TEXT BLOCK Start Marker

Calibration and Transformation-Free Weight-Only LLMs Quantization via Dynamic Grouping
Xinzhe Zheng, Zhen-Qun Yang, Zishan Liu, Haoran Xie, S. Joe Qin, Arlene Chen, Fangzhen Lin
TL;DR
MSB introduces calibration-free, transformation-free weight quantization for LLMs by generalizing binary quantization to multi-bit settings through dynamic grouping that minimizes within-group variance. It formulates a variance-based objective cost(G) and provides four solvers (DG, GG, WGM, WGM-LO) with clear accuracy-runtime trade-offs and a lambda-based boundary to control group sizes. The approach is validated on CPU across Llama 3.2, Falcon 3, and Gemma with 4-bit block-wise and 6-bit per-tensor settings, achieving competitive QA and perplexity scores against calibration-based baselines while eliminating calibration data and transformations. The work highlights a practical path toward CPU-friendly, calibration-free PTQ for large models, though it relies on simulation and leaves room for optimized kernels and optional calibration/transformations in future work.

TEXT BLOCK End Marker
AVAILABLE DATA Start Marker

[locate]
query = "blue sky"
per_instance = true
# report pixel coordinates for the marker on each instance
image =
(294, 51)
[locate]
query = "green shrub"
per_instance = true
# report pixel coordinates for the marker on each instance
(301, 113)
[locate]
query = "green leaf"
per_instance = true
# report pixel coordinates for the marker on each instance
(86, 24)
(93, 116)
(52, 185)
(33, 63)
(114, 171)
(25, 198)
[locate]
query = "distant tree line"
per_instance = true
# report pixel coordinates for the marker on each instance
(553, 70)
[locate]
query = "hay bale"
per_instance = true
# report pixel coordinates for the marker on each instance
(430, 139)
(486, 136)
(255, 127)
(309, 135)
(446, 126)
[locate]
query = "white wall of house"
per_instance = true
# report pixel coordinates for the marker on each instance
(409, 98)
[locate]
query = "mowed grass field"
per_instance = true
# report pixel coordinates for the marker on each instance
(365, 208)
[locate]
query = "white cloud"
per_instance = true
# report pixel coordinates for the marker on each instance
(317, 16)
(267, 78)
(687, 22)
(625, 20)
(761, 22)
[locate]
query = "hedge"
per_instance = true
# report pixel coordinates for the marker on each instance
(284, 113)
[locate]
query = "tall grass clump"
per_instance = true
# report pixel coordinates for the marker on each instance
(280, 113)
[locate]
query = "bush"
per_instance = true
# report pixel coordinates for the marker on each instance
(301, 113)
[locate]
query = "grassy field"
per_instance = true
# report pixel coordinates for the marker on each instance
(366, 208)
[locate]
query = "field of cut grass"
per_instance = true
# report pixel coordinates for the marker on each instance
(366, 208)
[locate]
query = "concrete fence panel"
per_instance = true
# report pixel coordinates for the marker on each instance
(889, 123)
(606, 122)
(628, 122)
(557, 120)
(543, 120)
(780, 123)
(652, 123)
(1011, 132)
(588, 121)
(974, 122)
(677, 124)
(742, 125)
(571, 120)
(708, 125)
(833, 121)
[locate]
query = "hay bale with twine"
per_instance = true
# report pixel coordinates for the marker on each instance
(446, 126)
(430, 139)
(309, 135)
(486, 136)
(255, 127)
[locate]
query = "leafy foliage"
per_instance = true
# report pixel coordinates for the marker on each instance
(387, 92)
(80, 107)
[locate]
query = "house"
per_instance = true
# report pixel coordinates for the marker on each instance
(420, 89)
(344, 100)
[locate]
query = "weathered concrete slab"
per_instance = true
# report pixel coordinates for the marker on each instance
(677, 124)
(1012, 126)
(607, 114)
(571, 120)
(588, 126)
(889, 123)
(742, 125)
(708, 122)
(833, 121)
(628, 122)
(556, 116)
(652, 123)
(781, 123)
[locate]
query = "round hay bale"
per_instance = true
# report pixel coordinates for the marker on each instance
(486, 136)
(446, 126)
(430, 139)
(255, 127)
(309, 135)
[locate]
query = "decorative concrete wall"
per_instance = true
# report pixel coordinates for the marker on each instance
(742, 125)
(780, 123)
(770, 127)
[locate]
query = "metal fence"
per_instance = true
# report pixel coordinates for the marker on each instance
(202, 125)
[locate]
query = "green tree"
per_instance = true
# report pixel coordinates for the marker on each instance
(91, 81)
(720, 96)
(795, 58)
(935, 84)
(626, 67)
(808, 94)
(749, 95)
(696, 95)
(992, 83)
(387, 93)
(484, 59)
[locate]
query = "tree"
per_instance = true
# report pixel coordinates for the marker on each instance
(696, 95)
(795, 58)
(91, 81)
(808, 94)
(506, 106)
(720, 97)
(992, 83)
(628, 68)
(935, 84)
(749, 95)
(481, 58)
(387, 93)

AVAILABLE DATA End Marker

**PROBLEM 1**
Which four solvers does MSB provide according to the summary of the quantization paper?
**PROBLEM 2**
Extend the summary of the quantization paper, picking up right after its final sentence.

**EXPECTED ANSWER 1**
DG, GG, WGM, and WGM-LO.

**EXPECTED ANSWER 2**
Abstract
Large Language Models (LLMs) deliver strong performance but are difficult to deploy under tight memory and compute constraints. Low-bit post-training quantization (PTQ) is a promising direction; however, it typically relies on calibration data, auxiliary transformations, and GPU tools. To address these limitations, we propose MSB (Multi Scale Binary), a calibration-free and transformation-free PTQ method that generalizes binary quantization to multi-bit settings. MSB optimizes a dynamic grouping criterion that minimizes within group variance, yielding group-wise multiscale levels that can be applied consistently across granularities from per tensor to block-wise configurations with 64 elements groups per row, without calibration or intermediate transforms. We implement the optimization in a CPU based solver for the quantization step and evaluate using standard bfloat16 execution without low-bit packing. On Llama 3.2 3B, MSB achieves 8.43 perplexity on WikiText-2 under 4-bit weight only block-wise quantization, compared to 7.81 in full precision and 12.23 with GPTQ its default setup. Overall, MSB provides a new optimization perspective for low-bit PTQ while simplifying the pipeline by removing calibration and transformations.